**Required work**
In the dementia caregiving discussion, what injury did Jim suffer when he fell in the street?

**Document text**
My mom has dementia. She lives alone and fiercely wants to continue that way. She is not eating or showering, she’s frail and her home has lots of stairs. She is very combative and will not consider moving to assisted living. I live in another state and I’m her only caregiver. I visit monthly despite having a full time job and small children and I’m very stressed and burned out. She recently had to go to the hospital because she couldn’t make it up her stairs. I want to move her closer to me but I’d have to force her against her will and she says she will never forgive me (we’ve always been close so this is hard). Her doctors support me but I’m so guilty and upset about forcing her out of her home. Where do you draw that line? Should I force her or just respect her wishes even though I fear for her safety?
I used to take care of a gentleman with dementia who's daughter thought it was a wise idea to allow her parents to 'age in place' in their own home, and that hiring me for 4 hours a day would be enough to keep them safe. She was very wrong about that; someone with dementia requires 24/7 care in a safe environment. Anyway, Jim wandered out of the house one night at 3 am looking for 'his home' and fell in the street, hitting his head & suffering a subdural hematoma. He was found a few hours later by a neighbor who called 911. Jim died the next day in hospital and his funeral was a very sad day for all of us.
Please don't apply rules of 'normalcy' to an abnormal disease like dementia and get mom placed asap. Normally, you'd listen to your mothers wishes & agree to them. With dementia, you override mothers wishes and do what's in her best interests. It's better that she's angry with you and safe than she's happy with you but dead from an accident that could have been prevented.

**Records shown**

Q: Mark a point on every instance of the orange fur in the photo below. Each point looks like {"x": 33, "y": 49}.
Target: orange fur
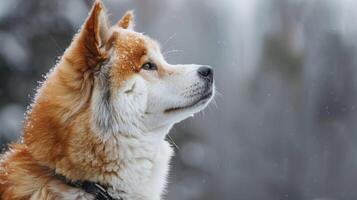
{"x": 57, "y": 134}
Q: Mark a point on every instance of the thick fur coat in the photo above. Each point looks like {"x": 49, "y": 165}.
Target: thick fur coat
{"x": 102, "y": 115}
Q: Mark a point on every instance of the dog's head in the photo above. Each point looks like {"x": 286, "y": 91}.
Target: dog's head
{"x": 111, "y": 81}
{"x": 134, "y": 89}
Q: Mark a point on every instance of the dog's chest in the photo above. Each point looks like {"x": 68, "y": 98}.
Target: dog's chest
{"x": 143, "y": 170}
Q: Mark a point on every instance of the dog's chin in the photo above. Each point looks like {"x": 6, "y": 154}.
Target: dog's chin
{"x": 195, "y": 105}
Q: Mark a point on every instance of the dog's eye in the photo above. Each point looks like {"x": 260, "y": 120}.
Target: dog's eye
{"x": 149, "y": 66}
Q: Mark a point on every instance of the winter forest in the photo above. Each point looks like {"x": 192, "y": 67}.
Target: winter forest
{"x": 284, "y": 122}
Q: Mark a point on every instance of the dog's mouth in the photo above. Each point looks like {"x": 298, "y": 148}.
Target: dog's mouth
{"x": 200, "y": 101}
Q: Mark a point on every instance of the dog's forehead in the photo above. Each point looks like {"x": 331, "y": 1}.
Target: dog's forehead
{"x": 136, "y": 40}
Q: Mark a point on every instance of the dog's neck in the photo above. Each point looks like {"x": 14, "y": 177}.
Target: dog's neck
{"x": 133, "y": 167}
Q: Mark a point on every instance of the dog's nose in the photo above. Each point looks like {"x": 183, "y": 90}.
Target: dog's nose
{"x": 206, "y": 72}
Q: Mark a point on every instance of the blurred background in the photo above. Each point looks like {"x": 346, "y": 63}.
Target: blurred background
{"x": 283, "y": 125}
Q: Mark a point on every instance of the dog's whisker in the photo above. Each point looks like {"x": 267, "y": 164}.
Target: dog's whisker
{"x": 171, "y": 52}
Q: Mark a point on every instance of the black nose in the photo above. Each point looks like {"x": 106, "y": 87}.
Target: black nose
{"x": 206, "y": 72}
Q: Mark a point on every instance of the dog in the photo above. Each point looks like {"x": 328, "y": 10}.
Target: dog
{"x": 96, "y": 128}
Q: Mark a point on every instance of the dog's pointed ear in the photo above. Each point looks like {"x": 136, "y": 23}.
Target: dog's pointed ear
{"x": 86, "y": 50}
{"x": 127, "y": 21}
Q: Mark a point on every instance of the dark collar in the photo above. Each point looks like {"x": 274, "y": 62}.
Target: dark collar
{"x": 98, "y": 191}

**Reply**
A subdural hematoma.